**STATED EXERCISE:** Return each line in the material below that contains the word "shutter", copied in full.

**STORED RECORDS:**
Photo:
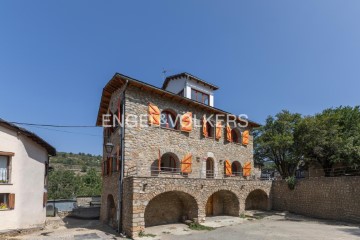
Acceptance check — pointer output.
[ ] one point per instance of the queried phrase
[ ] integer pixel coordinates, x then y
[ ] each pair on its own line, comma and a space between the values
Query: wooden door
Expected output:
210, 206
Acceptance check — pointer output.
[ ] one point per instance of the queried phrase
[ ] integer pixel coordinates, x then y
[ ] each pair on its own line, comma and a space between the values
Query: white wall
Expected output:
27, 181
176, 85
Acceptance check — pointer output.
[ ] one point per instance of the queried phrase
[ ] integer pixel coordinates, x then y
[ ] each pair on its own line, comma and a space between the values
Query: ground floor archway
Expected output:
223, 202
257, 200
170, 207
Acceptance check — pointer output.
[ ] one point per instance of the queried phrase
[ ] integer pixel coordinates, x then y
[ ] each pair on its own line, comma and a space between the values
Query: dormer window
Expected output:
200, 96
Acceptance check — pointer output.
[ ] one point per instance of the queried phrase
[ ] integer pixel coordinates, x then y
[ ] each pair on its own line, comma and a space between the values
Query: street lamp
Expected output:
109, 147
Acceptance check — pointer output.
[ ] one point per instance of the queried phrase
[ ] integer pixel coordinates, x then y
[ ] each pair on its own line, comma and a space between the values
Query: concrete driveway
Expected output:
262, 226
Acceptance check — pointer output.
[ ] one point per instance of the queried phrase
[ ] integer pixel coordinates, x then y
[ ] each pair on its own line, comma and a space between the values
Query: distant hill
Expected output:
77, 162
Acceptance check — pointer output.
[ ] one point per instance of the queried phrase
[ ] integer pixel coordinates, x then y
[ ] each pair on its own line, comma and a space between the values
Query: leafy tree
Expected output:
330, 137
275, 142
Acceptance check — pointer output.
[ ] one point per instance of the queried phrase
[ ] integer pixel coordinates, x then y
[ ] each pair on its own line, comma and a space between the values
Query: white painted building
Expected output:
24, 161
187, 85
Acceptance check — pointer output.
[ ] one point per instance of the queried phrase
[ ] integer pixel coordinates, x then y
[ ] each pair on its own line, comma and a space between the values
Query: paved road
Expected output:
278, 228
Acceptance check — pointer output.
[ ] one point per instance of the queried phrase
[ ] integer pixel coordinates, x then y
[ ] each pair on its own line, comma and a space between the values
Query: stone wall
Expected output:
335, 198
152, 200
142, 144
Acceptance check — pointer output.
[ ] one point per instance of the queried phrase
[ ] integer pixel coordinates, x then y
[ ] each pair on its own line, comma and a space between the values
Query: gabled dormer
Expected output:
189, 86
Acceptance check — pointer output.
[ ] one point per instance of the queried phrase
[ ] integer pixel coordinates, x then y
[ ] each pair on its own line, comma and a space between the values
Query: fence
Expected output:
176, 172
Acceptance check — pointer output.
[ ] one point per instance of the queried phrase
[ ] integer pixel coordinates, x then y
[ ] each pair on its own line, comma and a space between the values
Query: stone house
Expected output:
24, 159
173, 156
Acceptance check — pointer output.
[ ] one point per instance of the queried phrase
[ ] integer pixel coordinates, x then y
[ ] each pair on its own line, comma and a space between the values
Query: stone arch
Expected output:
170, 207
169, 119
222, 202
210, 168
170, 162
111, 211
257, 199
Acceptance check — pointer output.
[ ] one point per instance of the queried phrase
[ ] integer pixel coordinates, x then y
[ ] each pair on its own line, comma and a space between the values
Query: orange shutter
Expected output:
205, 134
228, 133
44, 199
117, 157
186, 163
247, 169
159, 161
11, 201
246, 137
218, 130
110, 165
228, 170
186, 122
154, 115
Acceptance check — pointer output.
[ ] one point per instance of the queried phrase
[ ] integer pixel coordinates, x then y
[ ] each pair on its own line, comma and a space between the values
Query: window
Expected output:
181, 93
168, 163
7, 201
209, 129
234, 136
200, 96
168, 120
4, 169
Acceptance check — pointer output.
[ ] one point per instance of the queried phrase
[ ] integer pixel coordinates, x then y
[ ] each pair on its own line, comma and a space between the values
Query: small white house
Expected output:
---
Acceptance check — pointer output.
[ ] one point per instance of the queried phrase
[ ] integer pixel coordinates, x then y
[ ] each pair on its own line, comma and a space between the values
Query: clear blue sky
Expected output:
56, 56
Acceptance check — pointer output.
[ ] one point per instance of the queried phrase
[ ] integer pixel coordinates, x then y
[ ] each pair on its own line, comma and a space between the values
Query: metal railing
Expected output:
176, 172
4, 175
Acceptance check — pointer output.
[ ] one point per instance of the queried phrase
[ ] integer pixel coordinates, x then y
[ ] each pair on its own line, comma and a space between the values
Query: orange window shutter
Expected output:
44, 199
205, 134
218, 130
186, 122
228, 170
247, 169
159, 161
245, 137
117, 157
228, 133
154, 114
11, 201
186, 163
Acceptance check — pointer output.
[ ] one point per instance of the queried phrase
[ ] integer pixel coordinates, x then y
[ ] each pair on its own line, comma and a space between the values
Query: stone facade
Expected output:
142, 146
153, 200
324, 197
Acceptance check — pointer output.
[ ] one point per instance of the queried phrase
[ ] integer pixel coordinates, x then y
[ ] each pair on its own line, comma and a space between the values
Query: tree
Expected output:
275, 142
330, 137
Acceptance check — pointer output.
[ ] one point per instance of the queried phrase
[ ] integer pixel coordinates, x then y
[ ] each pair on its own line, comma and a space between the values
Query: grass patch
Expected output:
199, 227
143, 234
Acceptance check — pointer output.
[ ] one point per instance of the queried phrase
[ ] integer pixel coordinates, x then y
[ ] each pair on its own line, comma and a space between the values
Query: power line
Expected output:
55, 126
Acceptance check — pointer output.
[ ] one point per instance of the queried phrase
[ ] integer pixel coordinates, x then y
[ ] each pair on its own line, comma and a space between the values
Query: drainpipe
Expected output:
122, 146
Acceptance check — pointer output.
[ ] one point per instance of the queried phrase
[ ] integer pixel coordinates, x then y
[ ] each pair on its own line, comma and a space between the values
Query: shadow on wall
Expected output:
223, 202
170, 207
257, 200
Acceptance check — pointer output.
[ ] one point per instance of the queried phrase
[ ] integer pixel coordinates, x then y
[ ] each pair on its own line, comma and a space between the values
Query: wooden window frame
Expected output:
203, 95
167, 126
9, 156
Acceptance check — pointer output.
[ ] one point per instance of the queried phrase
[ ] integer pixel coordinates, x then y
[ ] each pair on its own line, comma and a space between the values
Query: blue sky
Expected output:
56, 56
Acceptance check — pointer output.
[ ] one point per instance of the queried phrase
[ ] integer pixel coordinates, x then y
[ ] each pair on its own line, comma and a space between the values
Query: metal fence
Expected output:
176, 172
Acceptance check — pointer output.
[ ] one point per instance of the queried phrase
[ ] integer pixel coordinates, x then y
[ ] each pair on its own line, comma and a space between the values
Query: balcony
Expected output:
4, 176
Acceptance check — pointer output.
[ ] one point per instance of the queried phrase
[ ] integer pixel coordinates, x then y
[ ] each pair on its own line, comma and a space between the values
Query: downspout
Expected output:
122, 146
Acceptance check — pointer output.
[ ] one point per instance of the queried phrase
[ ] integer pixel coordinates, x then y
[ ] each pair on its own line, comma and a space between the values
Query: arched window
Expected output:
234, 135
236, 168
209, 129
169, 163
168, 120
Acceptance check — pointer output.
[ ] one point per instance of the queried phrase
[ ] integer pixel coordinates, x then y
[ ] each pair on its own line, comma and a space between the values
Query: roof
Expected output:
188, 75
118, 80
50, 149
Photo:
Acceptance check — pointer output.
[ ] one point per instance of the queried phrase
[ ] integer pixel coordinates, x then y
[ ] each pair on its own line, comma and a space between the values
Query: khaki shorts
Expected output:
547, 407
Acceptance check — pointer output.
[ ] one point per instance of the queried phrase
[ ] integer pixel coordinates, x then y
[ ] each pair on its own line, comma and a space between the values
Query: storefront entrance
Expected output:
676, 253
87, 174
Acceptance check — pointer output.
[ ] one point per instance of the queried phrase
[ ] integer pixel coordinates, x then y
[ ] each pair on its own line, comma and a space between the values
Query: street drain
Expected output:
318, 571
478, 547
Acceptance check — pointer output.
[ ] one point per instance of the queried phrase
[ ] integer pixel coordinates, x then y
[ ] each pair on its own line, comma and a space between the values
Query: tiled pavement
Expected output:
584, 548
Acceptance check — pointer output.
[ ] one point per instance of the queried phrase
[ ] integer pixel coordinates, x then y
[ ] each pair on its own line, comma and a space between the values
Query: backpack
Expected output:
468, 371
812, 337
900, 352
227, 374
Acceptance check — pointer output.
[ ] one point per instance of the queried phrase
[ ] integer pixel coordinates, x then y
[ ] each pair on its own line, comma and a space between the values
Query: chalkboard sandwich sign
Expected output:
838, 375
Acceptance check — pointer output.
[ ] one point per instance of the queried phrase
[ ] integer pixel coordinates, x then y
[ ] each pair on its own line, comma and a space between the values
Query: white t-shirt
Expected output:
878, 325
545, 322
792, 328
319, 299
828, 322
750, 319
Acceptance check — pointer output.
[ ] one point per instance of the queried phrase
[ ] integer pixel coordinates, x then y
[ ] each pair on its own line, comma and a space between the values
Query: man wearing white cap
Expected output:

**REPLY TO THE EXERCISE:**
Query: orange shutter
Query: orange window shutter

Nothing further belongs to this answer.